原文抜粋
◇ ◇ ◇ ◇

このカンジダ・アウリスというのは、「発生地が特定できない」という世界同時多発的に発生した耐性菌でしたが、「感染した人の約半数が 90日以内に死亡する」という強力な真菌でもありました。

 

そして最近、WHO が「非常に強い毒性を持つ新しい細菌が登場した」ことについて警告を出していました。

 

今回は、そのことを報じていたライブサイエンスの記事をご紹介しようと思いますが、その新しい耐性菌は、16カ国から報告され、そのうち、12カ国から強毒性のある株が報告されたとあるのですが、ライブサイエンスでは、それぞれの国の具体的なところにはふれていません。

 

それで、記事の前に書いておきますと、以下の国から超毒性の新しい菌が報告されたようです。

 

ちなみに、この新しい耐性菌の強毒性のある株の名称は、

 

「 ST23 」

 

です。

 

23と入っているのがちょっと気に入ったところもあるのかもしれないですが、ST23が報告されたのは以下の国です。

◇ ◇ ◇ ◇

データ一覧

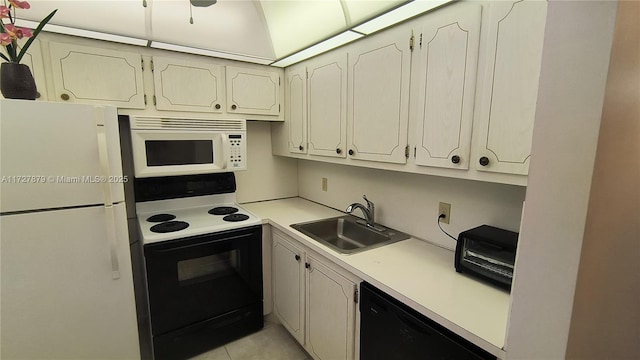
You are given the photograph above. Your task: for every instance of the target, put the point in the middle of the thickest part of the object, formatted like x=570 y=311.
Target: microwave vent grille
x=156 y=123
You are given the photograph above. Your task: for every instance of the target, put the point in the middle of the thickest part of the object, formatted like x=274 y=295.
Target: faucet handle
x=369 y=203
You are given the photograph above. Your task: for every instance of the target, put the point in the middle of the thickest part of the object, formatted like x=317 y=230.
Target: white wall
x=575 y=61
x=267 y=177
x=605 y=321
x=409 y=202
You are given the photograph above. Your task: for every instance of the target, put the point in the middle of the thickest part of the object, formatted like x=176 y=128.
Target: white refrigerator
x=65 y=267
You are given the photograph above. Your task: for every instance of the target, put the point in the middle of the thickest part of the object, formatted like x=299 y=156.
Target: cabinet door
x=508 y=89
x=447 y=79
x=327 y=104
x=187 y=86
x=251 y=91
x=330 y=313
x=33 y=59
x=288 y=285
x=97 y=76
x=379 y=96
x=296 y=114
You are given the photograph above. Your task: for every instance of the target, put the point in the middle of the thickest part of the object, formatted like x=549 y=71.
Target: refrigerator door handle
x=106 y=188
x=104 y=156
x=113 y=241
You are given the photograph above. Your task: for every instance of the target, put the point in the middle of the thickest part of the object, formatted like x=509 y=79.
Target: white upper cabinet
x=97 y=76
x=296 y=108
x=378 y=96
x=251 y=91
x=447 y=79
x=508 y=85
x=327 y=105
x=188 y=86
x=33 y=59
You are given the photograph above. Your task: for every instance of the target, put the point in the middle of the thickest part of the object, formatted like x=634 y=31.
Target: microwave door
x=161 y=153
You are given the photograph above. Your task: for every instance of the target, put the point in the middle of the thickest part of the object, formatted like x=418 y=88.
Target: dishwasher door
x=391 y=330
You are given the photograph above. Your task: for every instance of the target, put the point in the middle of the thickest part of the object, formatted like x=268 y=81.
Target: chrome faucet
x=369 y=211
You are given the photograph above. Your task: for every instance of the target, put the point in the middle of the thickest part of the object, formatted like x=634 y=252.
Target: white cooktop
x=194 y=211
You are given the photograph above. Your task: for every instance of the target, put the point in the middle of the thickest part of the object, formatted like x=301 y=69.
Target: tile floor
x=273 y=342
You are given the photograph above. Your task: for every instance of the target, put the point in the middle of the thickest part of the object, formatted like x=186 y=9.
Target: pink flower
x=17 y=32
x=5 y=39
x=20 y=4
x=4 y=12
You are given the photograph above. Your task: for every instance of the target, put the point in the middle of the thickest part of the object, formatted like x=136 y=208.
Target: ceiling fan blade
x=203 y=3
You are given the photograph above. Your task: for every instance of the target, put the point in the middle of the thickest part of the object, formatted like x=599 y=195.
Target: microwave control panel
x=237 y=152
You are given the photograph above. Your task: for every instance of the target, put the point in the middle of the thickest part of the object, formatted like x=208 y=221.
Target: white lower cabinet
x=288 y=285
x=314 y=299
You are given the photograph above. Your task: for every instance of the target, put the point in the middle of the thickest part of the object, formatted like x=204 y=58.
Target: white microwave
x=171 y=146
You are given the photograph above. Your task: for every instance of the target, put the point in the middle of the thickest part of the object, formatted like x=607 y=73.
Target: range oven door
x=196 y=279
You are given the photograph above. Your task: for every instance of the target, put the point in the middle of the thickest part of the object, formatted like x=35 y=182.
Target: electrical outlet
x=444 y=209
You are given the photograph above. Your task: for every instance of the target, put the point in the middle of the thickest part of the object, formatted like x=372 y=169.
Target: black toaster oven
x=488 y=253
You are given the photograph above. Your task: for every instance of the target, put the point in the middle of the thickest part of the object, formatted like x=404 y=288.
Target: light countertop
x=413 y=271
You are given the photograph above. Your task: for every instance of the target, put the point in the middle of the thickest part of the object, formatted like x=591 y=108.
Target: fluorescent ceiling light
x=331 y=43
x=218 y=54
x=83 y=33
x=397 y=15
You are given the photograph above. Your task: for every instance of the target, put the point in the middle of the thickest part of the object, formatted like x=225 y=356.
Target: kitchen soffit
x=260 y=31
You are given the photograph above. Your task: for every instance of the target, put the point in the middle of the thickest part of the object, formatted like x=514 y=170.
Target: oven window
x=207 y=268
x=178 y=152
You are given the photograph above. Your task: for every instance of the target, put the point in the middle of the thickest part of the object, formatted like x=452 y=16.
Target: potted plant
x=16 y=81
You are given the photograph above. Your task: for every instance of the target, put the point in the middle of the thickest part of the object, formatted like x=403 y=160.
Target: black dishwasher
x=390 y=330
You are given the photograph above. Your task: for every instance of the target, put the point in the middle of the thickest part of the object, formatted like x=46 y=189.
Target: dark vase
x=16 y=82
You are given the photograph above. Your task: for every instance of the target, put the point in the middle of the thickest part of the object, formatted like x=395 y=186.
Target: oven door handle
x=199 y=244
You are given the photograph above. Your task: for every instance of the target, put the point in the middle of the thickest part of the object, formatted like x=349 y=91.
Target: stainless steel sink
x=347 y=235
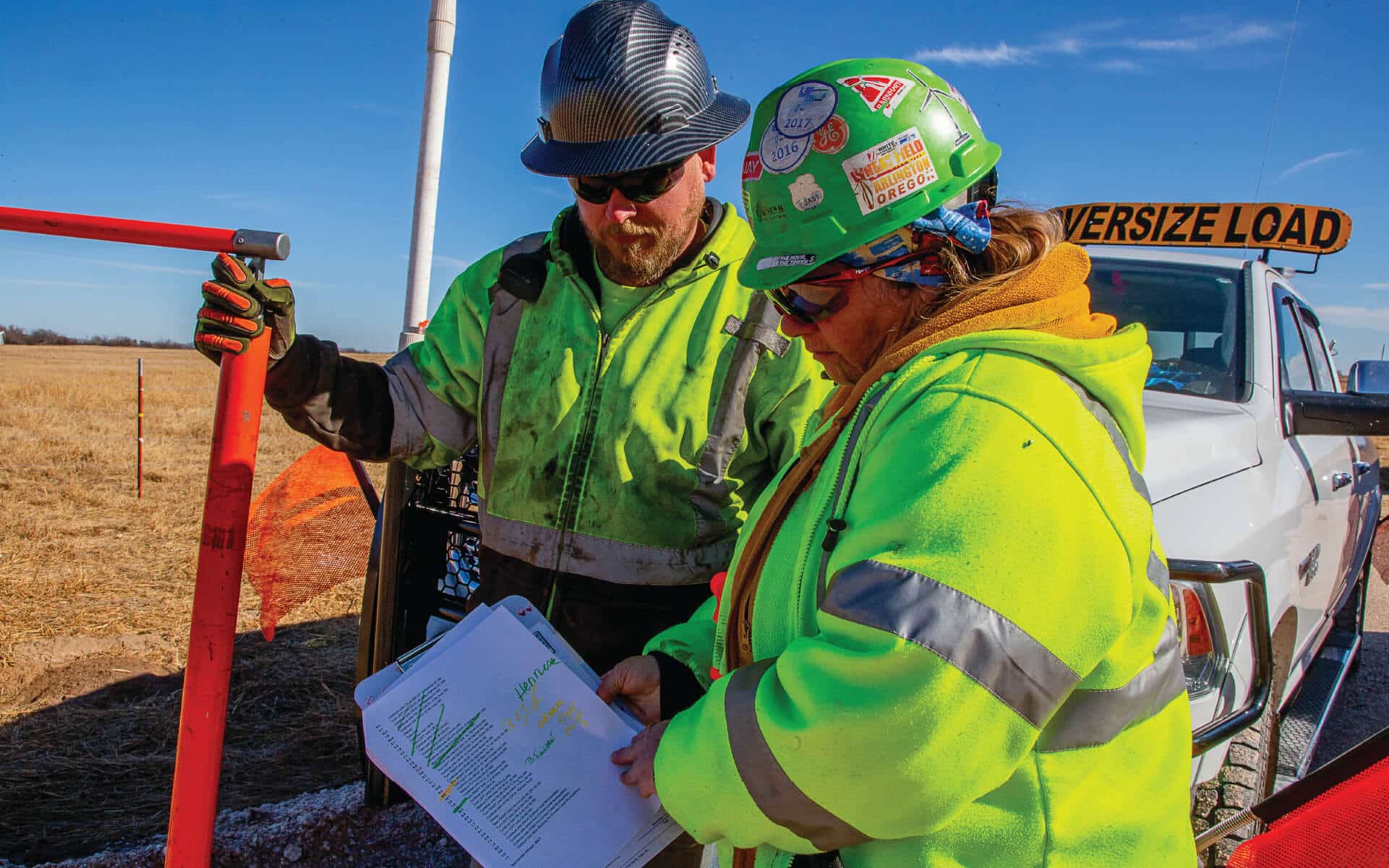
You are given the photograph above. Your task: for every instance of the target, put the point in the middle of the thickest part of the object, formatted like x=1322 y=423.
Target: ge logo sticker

◇ ◇ ◇ ◇

練習問題
原文抜粋によると、新しい耐性菌の強毒性のある株の名称は何か。 リストは原文抜粋とは別の資料である。

解答
ST23